▸ **TEXTE FOURNI**
Abd al-Muttalib eut dix fils, parmi lesquels Abdallah ; celui-ci épousa Amina bint Wahb dont il eut un seul enfant, Muhammad. Abdallah mourut à Yathrib avant la naissance de son fils, laissant sa femme dans une situation précaire.
Muhammad naquit le 12e jour du mois de Rabie al-awwual, l'année de l'expédition d'Abraha, général abyssin, contre La Mecque (année de l'Éléphant), soit le 29 août 570 de l'ère chrétienne.
L'enfance et l'adolescence de Muhammad sont mal connues. On sait cependant, que peu de temps après sa naissance, il fut confié à une nourrice Halima bint Abû Dhouïb, pour l'élever à la campagne, où l'air était plus sain pour les nourrissons, et ce, jusqu'à l'âge de quatre ans.
Au retour d'un voyage à Yathrib, où elle l'avait emmené dans sa famille, Amina mourut subitement. Le jeune orphelin, à peine âgé de sept ans, fut ramené à La Mecque où il fut recueilli par son grand père, Abd al-Muttalib. Mais celui-ci mourut deux ans plus tard ; de nouveau orphelin, il fut recueilli dans la maison de son oncle Abu Talib.
Quelques temps après l'entrée de son neveu dans sa maison, Abu Talib eut à organiser une caravane de Qurayche à destination de la Syrie et il y emmena Muhammad. Au cours d'une halte, le moine Bahira, ermite dans la région de Bosra, reconnu en lui les signes d'une haute destinée et il en averti Abu Talib pour veiller sur lui.
On ne sait rien d'autre sur la jeunesse de Muhammad, ni sur sa formation religieuse ou sa culture. Mais grandissant et devenant un jeune homme accompli, sa probité et sa générosité lui valurent le surnom d'"al-Amine" (l'homme sûr).
Une riche et noble veuve, Khadidja bint Khuwwaylid, ayant entendu vanter la réputation de sagesse et de probité de Muhammad, lui confia, alors qu'il n'avait qu'une vingtaine d'années, la direction de ses intérêts et pour accompagner ses caravanes en Syrie. Par la suite, Khadidja proposa à Muhammad de l'épouser, ce qu'il accepta. Il n'avait alors que vingt-cinq ans, alors que Khadidja approchait de la quarantaine. Khadidja fut la première femme de Muhammad et son unique compagne tant qu'elle vécut.

▸ **DONNÉES ENREGISTRÉES**
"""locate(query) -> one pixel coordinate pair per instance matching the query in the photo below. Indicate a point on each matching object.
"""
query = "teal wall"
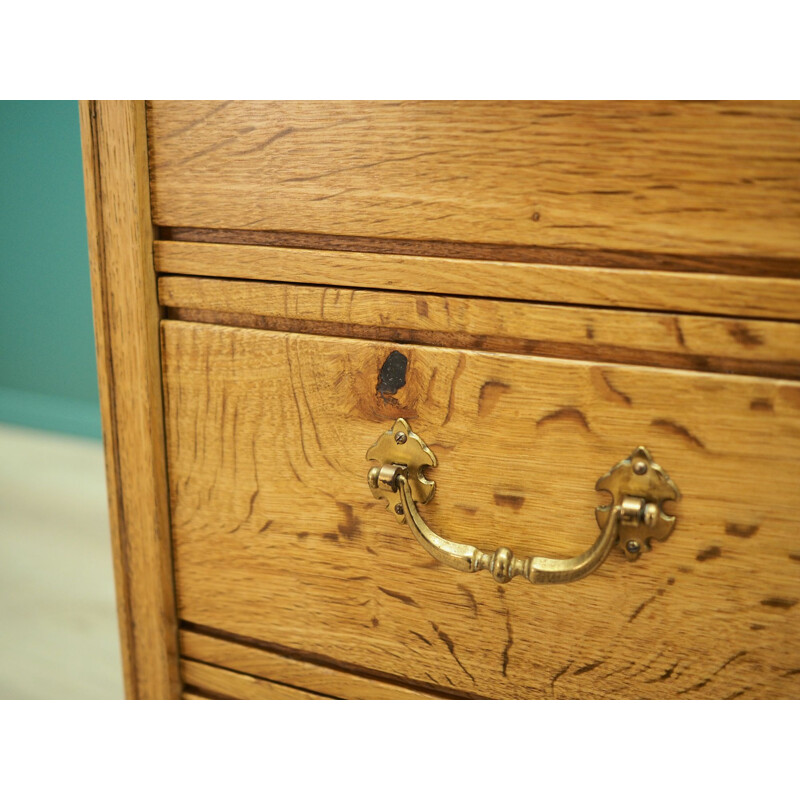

▸ **EXERCICES À TRAITER**
1. Recopiez le texte sur la jeunesse de Muhammad en commençant par "Quelques temps après" et en terminant par "veiller sur lui.", en remplaçant "moine" par "religieux".
2. Répondez aux questions suivantes d'après le texte sur la jeunesse de Muhammad :
(a) Dans quelle ville mourut Abdallah ?
(b) À quelle nourrice Muhammad fut-il confié peu après sa naissance ?
(c) Quel surnom sa probité et sa générosité valurent-elles à Muhammad ?
3. Poursuivez le texte sur la jeunesse de Muhammad à la suite de sa dernière phrase.

▸ **RÉSULTATS OBTENUS**
1.
Quelques temps après l'entrée de son neveu dans sa maison, Abu Talib eut à organiser une caravane de Qurayche à destination de la Syrie et il y emmena Muhammad. Au cours d'une halte, le religieux Bahira, ermite dans la région de Bosra, reconnu en lui les signes d'une haute destinée et il en averti Abu Talib pour veiller sur lui.

2.
(a) À Yathrib.
(b) À Halima bint Abû Dhouïb.
(c) "al-Amine" (l'homme sûr).

3.
Khadidja fut une épouse accomplie et surtout sa première adepte en Islam. Elle lui donna sept enfants, trois garçons, morts en bas âge (Abdallah, également surnommé Tâhir, Tayeb et al-Qâsim), et quatre filles (Ruqayya, Zaïnab, Umm Kalthûm et Fatima).
Sans abandonner complètement ses activités professionnelles, Muhammad se consacre de plus en plus à des retraites pieuses. Il se retirait à l'écart du contact des humains, et s'adonnait à la méditation et au recueillement. Il était monothéiste ou "Hanif" (croyance en un seul Dieu d'Abraham).
Au cours d'une de ses retraites, dans une grotte qu'il fréquentait au mont Hira, lui est apparu l'ange Gabriel, qui lui ordonne de prêcher et lui annonce qu'il est "l'Apôtre d'Allah". C'était le vingt septième jour du mois de Ramadhan et il avait atteint la quarantaine.
Dès cette nuit à jamais mémorable, connue sous le nom de "Lilat al-Quadr" (ou Nuit du Destin) les paroles d'Allah qui composent Le Coran lui furent révélées, sourate après sourate, pendant une période de vingt-trois ans.
Les trois premières années la mission ne fut révélée qu'à quelques intimes : Khadidja, Ali, son cousin, Zayd, un affranchi devenu son fils adoptif, Abu Bakr, son futur beau-père et Uthman, son futur gendre.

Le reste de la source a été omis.